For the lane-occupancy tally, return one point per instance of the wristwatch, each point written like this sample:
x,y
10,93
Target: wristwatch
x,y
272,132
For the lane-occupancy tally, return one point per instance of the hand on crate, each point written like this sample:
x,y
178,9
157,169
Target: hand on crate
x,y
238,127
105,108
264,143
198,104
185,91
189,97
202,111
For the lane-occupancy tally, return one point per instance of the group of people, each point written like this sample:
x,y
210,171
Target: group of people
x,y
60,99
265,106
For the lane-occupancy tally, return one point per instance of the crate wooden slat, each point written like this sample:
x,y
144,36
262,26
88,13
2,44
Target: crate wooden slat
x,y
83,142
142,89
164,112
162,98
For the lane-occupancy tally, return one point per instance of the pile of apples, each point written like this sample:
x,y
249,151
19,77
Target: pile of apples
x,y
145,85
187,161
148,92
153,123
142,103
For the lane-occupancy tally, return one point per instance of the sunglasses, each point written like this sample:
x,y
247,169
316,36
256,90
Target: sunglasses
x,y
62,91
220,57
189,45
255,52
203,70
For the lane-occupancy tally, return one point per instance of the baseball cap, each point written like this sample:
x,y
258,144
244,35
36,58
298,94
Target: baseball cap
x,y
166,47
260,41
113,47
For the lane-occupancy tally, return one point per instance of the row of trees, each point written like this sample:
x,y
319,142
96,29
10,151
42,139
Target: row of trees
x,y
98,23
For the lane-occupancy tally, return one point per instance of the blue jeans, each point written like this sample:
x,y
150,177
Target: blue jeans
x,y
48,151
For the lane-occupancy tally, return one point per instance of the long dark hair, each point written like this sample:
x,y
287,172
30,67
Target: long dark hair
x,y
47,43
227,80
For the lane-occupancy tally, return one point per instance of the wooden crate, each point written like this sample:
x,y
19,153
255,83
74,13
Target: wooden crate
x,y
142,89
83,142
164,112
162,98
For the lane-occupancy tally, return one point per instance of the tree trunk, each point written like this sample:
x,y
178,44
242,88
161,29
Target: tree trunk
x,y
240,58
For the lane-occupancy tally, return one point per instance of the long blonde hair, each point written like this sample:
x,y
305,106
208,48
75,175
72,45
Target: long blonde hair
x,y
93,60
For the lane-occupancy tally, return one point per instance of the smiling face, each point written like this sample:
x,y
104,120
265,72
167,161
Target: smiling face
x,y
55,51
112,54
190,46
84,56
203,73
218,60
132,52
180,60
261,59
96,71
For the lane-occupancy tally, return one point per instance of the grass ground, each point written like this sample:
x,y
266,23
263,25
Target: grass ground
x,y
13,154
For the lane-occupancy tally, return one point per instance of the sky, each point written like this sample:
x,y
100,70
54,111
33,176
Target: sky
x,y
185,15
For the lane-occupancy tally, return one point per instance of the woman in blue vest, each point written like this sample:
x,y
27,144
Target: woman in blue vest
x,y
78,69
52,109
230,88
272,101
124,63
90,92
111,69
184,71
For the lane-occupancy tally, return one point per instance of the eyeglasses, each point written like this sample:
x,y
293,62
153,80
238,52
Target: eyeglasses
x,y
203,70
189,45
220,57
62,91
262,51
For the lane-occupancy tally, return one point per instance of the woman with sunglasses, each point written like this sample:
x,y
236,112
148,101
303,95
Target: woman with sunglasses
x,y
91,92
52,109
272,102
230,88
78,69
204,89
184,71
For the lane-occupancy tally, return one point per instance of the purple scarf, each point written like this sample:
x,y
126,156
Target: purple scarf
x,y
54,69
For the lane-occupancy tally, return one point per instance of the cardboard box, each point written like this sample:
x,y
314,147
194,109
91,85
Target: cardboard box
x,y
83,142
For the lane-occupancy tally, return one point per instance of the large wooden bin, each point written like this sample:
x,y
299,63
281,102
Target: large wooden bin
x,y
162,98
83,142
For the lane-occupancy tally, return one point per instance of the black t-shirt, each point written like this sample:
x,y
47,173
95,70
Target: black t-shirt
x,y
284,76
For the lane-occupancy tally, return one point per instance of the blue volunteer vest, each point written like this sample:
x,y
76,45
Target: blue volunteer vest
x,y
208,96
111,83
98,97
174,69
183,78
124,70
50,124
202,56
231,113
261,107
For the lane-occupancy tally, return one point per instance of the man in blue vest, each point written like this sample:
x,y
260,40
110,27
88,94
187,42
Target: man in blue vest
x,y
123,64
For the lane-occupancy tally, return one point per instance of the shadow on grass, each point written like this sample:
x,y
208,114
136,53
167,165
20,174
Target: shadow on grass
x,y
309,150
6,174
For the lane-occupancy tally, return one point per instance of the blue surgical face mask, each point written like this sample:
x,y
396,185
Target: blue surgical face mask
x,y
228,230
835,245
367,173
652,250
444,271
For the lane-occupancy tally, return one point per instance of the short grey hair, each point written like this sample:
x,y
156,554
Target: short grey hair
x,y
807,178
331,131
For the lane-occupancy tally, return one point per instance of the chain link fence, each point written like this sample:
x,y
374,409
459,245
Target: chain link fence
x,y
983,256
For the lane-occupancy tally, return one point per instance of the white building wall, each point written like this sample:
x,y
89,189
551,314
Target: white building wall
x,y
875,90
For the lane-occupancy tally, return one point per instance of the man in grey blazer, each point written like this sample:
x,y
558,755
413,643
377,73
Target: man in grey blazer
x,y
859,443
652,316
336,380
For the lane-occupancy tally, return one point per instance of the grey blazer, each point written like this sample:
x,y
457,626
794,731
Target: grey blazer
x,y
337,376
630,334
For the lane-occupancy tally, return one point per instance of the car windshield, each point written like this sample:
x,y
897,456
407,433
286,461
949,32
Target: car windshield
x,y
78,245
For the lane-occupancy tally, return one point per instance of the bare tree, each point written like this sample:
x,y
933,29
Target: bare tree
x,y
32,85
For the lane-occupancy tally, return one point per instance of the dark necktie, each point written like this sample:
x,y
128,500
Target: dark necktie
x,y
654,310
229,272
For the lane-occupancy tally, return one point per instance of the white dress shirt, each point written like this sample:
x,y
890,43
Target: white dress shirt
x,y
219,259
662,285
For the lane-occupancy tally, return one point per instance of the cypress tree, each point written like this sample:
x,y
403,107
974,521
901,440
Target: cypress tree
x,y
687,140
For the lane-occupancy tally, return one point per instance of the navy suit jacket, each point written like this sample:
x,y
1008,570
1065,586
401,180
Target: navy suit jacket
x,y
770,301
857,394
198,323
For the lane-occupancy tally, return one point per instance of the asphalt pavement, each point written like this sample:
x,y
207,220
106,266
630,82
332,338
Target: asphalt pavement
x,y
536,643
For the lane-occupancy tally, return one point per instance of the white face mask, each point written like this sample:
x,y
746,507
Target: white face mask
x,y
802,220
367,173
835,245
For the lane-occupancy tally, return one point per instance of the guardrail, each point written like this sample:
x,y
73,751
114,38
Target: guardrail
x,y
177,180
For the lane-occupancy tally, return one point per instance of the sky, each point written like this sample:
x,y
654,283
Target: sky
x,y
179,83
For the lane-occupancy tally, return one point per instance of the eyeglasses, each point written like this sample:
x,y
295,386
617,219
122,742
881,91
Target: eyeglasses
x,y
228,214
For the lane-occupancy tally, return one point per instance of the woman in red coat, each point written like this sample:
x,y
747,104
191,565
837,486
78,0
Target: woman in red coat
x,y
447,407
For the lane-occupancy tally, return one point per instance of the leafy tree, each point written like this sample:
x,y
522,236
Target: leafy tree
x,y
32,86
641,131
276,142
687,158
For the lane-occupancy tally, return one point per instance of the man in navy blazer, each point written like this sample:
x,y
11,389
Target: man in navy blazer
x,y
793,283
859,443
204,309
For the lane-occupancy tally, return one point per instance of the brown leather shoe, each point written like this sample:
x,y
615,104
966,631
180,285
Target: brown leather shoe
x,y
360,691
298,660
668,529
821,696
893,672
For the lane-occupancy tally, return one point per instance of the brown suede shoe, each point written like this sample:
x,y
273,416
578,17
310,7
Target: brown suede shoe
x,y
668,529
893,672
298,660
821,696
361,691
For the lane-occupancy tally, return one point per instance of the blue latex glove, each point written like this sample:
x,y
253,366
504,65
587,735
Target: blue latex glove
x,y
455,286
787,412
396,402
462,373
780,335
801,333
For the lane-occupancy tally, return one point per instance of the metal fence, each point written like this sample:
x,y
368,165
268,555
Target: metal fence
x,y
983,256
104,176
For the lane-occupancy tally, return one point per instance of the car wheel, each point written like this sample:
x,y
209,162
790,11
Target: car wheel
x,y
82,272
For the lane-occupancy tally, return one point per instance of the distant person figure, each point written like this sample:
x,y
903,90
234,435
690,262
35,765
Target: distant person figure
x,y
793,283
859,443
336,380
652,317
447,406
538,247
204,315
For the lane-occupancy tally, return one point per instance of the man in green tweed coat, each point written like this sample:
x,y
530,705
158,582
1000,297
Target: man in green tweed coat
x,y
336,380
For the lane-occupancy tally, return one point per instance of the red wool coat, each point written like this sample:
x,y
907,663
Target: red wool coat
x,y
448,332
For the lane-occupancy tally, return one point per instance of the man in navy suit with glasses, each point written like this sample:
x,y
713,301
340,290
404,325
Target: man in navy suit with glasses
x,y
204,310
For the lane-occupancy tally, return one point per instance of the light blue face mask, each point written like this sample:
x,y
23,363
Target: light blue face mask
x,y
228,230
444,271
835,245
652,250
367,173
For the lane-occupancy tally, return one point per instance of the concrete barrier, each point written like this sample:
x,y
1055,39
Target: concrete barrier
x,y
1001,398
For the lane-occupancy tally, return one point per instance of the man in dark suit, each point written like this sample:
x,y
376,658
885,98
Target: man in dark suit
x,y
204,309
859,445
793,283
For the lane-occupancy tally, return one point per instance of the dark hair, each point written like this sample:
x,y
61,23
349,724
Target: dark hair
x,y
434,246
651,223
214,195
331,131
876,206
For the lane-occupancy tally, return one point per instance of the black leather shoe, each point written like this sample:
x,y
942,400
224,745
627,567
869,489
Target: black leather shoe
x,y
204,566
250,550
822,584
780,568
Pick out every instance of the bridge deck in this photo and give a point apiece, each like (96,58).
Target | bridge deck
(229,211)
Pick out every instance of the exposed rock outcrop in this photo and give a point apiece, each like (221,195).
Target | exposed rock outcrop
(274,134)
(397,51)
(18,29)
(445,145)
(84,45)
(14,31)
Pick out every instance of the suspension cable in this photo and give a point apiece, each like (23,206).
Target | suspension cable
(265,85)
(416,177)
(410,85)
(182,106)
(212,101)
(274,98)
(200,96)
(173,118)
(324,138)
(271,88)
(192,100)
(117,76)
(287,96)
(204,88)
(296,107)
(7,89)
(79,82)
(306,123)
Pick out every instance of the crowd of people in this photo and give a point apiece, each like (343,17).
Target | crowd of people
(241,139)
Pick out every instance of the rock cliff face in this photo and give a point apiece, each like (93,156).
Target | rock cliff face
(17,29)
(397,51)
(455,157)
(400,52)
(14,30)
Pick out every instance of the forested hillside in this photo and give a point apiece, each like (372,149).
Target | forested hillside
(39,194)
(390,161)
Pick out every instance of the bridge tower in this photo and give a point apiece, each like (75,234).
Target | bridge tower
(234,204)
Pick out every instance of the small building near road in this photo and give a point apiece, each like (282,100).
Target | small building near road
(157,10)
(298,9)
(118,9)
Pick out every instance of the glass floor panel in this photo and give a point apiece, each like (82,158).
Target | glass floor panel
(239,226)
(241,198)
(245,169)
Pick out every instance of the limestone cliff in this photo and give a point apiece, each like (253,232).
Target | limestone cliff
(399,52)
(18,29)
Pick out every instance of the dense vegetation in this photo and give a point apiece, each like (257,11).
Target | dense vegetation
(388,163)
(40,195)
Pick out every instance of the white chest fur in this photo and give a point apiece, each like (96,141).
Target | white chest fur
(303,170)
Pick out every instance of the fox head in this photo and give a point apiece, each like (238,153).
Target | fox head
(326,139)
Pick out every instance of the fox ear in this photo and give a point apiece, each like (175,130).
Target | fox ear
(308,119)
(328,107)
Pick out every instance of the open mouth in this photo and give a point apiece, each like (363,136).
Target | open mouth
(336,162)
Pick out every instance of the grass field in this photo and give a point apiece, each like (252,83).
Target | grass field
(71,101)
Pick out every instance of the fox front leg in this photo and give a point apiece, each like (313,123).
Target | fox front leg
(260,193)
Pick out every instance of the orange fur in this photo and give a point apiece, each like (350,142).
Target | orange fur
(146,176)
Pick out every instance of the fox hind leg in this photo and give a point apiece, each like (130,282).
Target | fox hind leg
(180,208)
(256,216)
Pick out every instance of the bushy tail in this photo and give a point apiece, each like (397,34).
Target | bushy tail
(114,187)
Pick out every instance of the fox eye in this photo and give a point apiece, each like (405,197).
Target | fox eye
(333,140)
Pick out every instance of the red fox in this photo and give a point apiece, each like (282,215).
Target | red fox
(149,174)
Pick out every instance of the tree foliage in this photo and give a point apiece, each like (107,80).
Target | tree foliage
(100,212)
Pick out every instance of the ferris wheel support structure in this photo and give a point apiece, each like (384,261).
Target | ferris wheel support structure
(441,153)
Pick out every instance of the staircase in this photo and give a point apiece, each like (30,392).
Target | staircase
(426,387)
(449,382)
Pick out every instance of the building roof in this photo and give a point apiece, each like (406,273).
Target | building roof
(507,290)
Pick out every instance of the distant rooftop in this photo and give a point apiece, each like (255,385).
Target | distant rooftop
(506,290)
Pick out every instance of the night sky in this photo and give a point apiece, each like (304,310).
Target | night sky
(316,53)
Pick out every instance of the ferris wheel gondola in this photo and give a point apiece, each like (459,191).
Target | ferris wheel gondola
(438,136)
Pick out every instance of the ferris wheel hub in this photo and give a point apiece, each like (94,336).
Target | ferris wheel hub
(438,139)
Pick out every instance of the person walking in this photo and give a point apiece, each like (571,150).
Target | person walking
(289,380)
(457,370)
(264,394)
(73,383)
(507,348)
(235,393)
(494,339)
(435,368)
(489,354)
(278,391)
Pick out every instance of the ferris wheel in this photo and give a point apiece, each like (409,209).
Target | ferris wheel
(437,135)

What you are asked to do –
Within the material above, extract exactly the lines that start at the line containing "Pick out every instance of the night" and stop after the line containing "Pick out every instance of the person", and only those.

Problem solution –
Pick out every instance of the night sky in this photo and give a point apiece, each like (304,310).
Target | night sky
(316,53)
Pick out every instance of the ferris wheel gondola in this photo and give a point apiece, each like (459,191).
Target | ferris wheel gondola
(438,136)
Pick out every instance of the ferris wheel hub in this photo and give a point apiece, each like (94,336).
Target | ferris wheel hub
(438,139)
Pick out every instance of the person walking in this photo and give a point apiece, each like (571,150).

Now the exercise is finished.